Dataset entries

== == ==

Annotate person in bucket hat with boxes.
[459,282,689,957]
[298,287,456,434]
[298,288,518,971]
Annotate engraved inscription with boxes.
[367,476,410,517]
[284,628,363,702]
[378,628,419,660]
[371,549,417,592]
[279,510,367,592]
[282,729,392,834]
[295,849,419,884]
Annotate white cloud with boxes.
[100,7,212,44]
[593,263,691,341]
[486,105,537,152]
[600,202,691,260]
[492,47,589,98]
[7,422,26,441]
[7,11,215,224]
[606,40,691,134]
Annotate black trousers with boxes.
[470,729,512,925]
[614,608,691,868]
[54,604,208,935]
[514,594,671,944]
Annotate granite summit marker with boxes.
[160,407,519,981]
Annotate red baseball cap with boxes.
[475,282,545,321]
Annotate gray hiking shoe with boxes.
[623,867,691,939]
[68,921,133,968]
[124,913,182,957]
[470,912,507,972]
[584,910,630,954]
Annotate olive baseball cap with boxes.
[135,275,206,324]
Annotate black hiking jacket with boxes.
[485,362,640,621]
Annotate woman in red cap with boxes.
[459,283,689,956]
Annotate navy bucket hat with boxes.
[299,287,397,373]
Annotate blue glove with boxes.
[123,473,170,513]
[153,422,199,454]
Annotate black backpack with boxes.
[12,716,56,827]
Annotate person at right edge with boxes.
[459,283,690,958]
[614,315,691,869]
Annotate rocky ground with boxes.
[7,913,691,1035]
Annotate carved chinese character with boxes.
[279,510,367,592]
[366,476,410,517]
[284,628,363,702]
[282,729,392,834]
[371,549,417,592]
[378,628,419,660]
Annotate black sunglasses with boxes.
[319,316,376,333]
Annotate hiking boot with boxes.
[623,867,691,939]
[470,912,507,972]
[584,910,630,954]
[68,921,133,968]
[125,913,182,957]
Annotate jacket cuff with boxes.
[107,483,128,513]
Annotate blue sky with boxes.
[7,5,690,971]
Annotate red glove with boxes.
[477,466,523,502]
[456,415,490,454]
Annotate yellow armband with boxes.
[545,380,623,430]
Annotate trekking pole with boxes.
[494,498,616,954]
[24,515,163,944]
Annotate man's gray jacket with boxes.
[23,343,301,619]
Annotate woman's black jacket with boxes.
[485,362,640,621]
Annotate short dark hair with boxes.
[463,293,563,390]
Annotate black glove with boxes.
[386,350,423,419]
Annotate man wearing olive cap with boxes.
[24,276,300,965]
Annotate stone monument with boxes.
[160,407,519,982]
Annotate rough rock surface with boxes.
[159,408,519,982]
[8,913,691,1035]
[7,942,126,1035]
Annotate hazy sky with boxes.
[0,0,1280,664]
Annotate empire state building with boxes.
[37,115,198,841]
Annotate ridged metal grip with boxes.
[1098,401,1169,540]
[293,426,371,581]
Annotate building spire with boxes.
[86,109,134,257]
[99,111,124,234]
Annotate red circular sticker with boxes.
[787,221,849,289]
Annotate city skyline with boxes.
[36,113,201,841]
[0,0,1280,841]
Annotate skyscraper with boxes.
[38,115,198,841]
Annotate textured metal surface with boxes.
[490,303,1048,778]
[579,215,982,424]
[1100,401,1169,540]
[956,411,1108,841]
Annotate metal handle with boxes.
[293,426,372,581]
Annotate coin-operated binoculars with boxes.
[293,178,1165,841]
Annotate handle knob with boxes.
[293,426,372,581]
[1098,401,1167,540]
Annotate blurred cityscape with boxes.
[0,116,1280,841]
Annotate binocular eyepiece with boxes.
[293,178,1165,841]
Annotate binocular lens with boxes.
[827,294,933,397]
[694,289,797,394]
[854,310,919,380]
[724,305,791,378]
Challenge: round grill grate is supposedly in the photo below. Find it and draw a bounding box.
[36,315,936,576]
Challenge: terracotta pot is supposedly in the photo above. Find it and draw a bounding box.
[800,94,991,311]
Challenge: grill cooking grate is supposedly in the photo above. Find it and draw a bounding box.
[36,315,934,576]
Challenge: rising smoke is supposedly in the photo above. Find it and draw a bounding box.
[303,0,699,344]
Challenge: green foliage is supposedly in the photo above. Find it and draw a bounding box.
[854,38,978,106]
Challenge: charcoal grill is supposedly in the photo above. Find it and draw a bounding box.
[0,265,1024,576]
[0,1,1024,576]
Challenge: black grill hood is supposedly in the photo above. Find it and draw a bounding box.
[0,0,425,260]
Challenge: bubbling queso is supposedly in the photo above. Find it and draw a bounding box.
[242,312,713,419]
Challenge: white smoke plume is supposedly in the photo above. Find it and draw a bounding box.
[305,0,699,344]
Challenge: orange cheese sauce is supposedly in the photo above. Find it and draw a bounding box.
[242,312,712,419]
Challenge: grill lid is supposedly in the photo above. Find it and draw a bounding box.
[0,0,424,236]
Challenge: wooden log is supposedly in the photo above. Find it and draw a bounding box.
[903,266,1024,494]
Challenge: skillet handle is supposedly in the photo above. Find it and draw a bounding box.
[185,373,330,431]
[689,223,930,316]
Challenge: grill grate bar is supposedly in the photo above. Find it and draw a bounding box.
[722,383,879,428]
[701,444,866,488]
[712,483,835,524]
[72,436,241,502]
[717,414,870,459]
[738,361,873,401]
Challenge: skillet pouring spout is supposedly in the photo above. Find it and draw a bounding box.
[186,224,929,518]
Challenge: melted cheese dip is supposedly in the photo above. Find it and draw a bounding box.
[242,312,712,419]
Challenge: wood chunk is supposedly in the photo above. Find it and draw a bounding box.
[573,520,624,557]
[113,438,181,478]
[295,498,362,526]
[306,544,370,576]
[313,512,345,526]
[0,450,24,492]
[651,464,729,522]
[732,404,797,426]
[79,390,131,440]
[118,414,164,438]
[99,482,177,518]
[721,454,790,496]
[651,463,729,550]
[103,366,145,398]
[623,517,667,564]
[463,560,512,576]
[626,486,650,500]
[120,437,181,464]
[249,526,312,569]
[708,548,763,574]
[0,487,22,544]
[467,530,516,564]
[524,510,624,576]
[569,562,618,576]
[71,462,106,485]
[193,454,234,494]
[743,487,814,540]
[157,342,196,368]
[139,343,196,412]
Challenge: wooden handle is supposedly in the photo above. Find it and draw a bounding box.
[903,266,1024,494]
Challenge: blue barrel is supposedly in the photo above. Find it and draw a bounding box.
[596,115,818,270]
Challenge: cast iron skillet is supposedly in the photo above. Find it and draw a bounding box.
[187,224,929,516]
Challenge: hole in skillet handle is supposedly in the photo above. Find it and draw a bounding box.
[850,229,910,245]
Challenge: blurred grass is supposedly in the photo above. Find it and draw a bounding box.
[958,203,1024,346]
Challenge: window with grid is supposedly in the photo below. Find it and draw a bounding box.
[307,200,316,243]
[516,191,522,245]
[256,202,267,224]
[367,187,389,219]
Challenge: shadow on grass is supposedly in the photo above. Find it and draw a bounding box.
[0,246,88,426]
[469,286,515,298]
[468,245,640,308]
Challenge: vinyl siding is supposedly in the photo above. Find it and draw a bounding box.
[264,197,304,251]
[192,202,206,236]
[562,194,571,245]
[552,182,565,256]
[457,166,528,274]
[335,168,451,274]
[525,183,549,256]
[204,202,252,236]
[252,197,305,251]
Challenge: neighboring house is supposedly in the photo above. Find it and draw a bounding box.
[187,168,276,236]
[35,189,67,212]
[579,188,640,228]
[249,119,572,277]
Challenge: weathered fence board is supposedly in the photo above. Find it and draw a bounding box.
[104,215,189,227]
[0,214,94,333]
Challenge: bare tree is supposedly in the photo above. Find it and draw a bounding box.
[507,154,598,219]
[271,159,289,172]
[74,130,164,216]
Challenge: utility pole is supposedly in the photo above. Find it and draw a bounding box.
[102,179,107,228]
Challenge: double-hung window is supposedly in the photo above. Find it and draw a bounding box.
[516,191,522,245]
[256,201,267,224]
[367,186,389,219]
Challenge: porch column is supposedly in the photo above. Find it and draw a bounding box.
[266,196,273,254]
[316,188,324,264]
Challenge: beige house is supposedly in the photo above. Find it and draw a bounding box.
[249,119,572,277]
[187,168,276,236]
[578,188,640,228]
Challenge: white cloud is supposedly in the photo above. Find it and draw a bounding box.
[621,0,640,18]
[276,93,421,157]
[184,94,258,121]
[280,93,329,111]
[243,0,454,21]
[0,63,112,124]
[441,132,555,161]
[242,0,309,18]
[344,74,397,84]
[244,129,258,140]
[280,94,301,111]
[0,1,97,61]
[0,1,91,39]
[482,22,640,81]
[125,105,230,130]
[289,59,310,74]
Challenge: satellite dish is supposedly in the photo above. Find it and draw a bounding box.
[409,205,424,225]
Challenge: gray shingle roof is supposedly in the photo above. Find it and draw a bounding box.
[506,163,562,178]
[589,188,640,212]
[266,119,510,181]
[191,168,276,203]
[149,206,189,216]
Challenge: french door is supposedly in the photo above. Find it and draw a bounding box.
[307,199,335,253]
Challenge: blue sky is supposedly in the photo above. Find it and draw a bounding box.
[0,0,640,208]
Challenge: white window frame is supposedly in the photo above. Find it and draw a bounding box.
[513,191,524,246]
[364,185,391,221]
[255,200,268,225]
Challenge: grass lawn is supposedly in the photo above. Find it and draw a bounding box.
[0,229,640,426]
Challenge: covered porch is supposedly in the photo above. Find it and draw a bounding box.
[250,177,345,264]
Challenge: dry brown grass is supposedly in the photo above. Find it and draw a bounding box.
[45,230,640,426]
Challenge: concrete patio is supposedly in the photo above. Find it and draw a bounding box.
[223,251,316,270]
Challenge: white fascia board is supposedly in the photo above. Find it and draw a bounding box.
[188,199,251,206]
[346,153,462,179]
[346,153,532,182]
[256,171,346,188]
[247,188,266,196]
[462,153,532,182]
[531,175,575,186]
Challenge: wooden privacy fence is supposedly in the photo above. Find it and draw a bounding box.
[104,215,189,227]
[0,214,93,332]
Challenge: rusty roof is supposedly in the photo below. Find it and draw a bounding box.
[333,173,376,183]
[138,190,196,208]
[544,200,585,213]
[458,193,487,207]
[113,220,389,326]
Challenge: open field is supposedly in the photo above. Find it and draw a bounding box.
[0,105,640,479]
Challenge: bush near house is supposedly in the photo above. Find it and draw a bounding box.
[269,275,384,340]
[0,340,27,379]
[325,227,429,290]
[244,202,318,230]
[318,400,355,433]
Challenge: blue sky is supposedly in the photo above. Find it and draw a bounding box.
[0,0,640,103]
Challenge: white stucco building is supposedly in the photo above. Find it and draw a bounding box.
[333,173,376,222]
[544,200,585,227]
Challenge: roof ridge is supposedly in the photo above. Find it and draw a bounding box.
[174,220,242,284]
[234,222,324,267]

== == ==

EXERCISE =
Rewrite the records from the line with "Challenge: skillet handle" through the line with "[187,224,929,516]", both included, keeping every line in place and adding 132 to each bounding box coordinate. Output only those lines.

OUTPUT FOR THIS EXERCISE =
Challenge: skillet handle is supposedly in the photo above. Find it and draw a bounding box.
[317,505,462,563]
[821,355,1062,448]
Challenge: grill grate bar is supposedly in the photo above. Find it and draw a bounding box.
[854,515,1011,560]
[833,576,998,620]
[844,615,967,656]
[204,568,373,634]
[849,546,1002,591]
[870,493,1005,533]
Challenge: skillet pouring spout is supposedly in the photo above. Find it and draw a bounding box.
[318,356,1061,650]
Challenge: melted cheese dip is supposedly in the photo above. Find it and draw a bounding box.
[374,444,844,551]
Challenge: wood chunk is supposedly in the photo above. Find it and draw a bounding box.
[705,652,756,689]
[245,570,313,610]
[427,630,494,658]
[438,676,502,708]
[445,644,477,658]
[132,582,156,624]
[783,596,861,654]
[864,536,929,558]
[211,522,263,572]
[250,546,296,570]
[231,614,309,650]
[853,586,922,628]
[783,595,861,682]
[235,498,277,530]
[755,649,799,696]
[595,692,644,708]
[758,618,782,632]
[252,569,313,596]
[381,658,444,701]
[840,680,895,706]
[132,619,154,676]
[599,662,648,696]
[656,642,756,708]
[701,694,750,708]
[203,594,238,617]
[325,586,366,626]
[875,619,946,672]
[289,474,328,500]
[271,475,328,544]
Challenge: wooden handle is supposedly in the photo above. Find it and draw a bounding box.
[1035,398,1156,626]
Challenge: blue barrel is supposedly in the photo above. Find it and draw a bounding box.
[728,247,950,402]
Challenge: cast iron skillet is supposedly in the photo above. Find it and draw a bounding box.
[319,356,1061,648]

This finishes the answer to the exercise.